(Source extract):

──────

Diamonds hitch a ride to the surface inside a rare magma called kimberlite, but only if that magma stays buoyant. New modeling shows that a minimum of 8.2 percent carbon dioxide helps make that possible.
The analysis centers on the Jericho kimberlite in northern Canada and explains how diamonds can ascend from more than 93 miles deep.
A team of scientists tested how water and carbon dioxide change the magma’s lift on its sprint to daylight.
Diamonds survive the trip only if ascent is fast enough to keep them from turning into graphite, the soft carbon form stable at shallow conditions. Quick travel preserves their structure until eruption suddenly cools them.
The work was led by Ana Anzulović, a doctoral research fellow at the University of Oslo’s Centre for Planetary Habitability. Her research focuses on atomistic models that explain how volatile rich magmas move and evolve.
In the simulations, dissolved volatile, an easily vaporized chemical such as water or carbon dioxide, controls whether the melt stays lighter than surrounding rock.
Modeling results show that at least 8.2 percent carbon dioxide is needed to cross the crust mantle boundary.
The boundary is where buoyant melts can stall without enough gas pressure to push upward. With the right mix, the melt keeps rising into the crust without losing cargo.

──────

(Given records):
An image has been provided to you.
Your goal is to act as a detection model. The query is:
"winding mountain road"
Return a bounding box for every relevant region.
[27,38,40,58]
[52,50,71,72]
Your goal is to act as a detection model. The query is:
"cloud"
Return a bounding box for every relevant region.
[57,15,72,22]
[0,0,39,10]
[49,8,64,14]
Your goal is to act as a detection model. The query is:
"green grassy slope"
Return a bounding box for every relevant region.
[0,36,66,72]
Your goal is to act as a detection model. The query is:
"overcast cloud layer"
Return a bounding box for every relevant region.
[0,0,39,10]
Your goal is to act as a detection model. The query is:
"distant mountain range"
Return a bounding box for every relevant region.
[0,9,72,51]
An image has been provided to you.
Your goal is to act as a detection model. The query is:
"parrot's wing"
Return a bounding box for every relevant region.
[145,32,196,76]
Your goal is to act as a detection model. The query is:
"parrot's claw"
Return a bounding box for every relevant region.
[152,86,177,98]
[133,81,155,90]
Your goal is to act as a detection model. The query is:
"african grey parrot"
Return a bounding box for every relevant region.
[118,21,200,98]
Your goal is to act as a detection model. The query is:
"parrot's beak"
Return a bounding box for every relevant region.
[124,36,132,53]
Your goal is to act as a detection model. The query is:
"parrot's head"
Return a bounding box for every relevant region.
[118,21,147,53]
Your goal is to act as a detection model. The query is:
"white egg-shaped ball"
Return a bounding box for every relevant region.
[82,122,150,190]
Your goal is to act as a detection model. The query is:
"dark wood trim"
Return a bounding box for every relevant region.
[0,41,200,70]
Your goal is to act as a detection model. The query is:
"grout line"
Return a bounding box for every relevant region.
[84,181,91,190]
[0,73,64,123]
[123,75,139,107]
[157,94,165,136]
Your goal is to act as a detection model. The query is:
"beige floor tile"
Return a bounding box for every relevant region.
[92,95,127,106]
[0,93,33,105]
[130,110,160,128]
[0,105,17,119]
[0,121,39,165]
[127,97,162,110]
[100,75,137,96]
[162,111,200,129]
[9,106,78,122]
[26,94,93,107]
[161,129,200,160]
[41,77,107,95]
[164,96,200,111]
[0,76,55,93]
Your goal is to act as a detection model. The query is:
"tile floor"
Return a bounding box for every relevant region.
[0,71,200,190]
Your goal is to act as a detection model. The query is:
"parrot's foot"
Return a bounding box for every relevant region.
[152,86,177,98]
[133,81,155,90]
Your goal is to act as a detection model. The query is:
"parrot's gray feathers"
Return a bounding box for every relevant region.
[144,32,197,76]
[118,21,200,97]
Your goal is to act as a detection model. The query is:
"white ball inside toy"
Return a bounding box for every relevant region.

──────

(Work instructions): Reproduce the passage on how diamonds reach the surface, starting with "Diamonds survive the" and going on through "crust mantle boundary.", and substitute "computer models" for "simulations".

(Written answer):
Diamonds survive the trip only if ascent is fast enough to keep them from turning into graphite, the soft carbon form stable at shallow conditions. Quick travel preserves their structure until eruption suddenly cools them.
The work was led by Ana Anzulović, a doctoral research fellow at the University of Oslo’s Centre for Planetary Habitability. Her research focuses on atomistic models that explain how volatile rich magmas move and evolve.
In the computer models, dissolved volatile, an easily vaporized chemical such as water or carbon dioxide, controls whether the melt stays lighter than surrounding rock.
Modeling results show that at least 8.2 percent carbon dioxide is needed to cross the crust mantle boundary.